▸ Texte
***
Par deux fois, l’annonceur maison Michel Lacroix a pris la parole dans l’espoir que se poursuive la cérémonie protocolaire. Mais rien n’y a fait. Chaque fois, les applaudissements ont redoublé d’ardeur, appuyés par les « Guy ! Guy ! Guy ! » et même les « Olé ! Olé ! Olé ! ». L’ambiance électrisante du moment n’avait rien à envier à un match de séries éliminatoires.

PHOTO DOMINICK GRAVEL, LA PRESSE

Toutes les publicités ont été retirées des bandes ceinturant la glace, laissant place une simple succession de logos du Canadien et d’agrandissements de la signature de Lafleur.

Ces effusions ont fait suite à une célébration toute en sobriété organisée par le Canadien. Toutes les publicités ont été retirées des bandes ceinturant la glace, laissant place une simple succession de logos du Canadien et d’agrandissements de la signature de Lafleur. Pendant la période d’échauffement, les joueurs du CH ne portaient pas leur casque, clin d’œil à celui dont la tignasse au vent est devenue partie intégrante de sa légende. Les joueurs du CH, comme ceux des Bruins, sont entrés sur la glace dans un silence solennel.
***
▸ Extrait des données
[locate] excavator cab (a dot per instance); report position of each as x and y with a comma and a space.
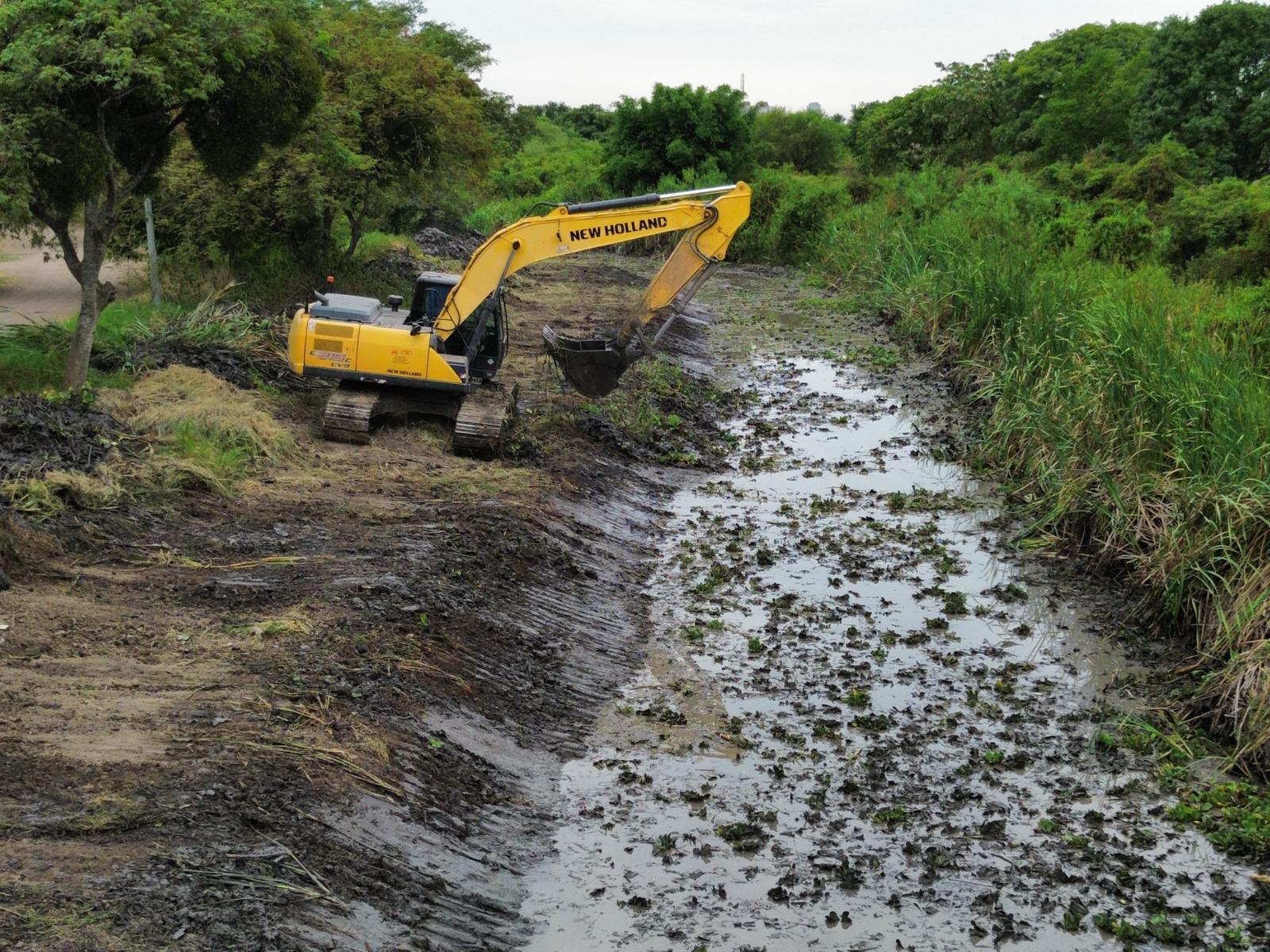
482, 336
441, 357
***
▸ Travail demandé
A – Recopiez le passage du texte sur l'hommage rendu à Lafleur qui commence par « Ces effusions ont » et se poursuit jusqu'à « un silence solennel. ».
B – D'après le texte sur l'hommage rendu à Lafleur, que ne portaient pas les joueurs du CH pendant la période d'échauffement ?
C – Continuez le texte sur l'hommage rendu à Lafleur après sa dernière phrase.

▸ Réponses
A –
Ces effusions ont fait suite à une célébration toute en sobriété organisée par le Canadien. Toutes les publicités ont été retirées des bandes ceinturant la glace, laissant place une simple succession de logos du Canadien et d’agrandissements de la signature de Lafleur. Pendant la période d’échauffement, les joueurs du CH ne portaient pas leur casque, clin d’œil à celui dont la tignasse au vent est devenue partie intégrante de sa légende. Les joueurs du CH, comme ceux des Bruins, sont entrés sur la glace dans un silence solennel.

B – Ils ne portaient pas leur casque.

C –
Un premier montage de photos a défilé sur l’écran géant sur la chanson L’Essentiel, de Ginette Reno. Des extraits sonores d’entrevues avec Lafleur, en surimpression, contribuaient à l’intimité du moment. « Jouer au hockey, ce n’est pas un travail, mais un jeu. Il faut s’amuser… et gagner le plus possible ! », a-t-on entendu dire Lafleur dans un éclat de rire.

La pièce My Way, popularisée par Frank Sinatra, a bercé le montage suivant, axé surtout sur les performances de Guy Lafleur sur la glace. La photo finale de l’ailier droit accompagné de Jean Béliveau et Maurice Richard, suivie d’une image le montrant avec à la main un flambeau, a lancé l’ovation monstre.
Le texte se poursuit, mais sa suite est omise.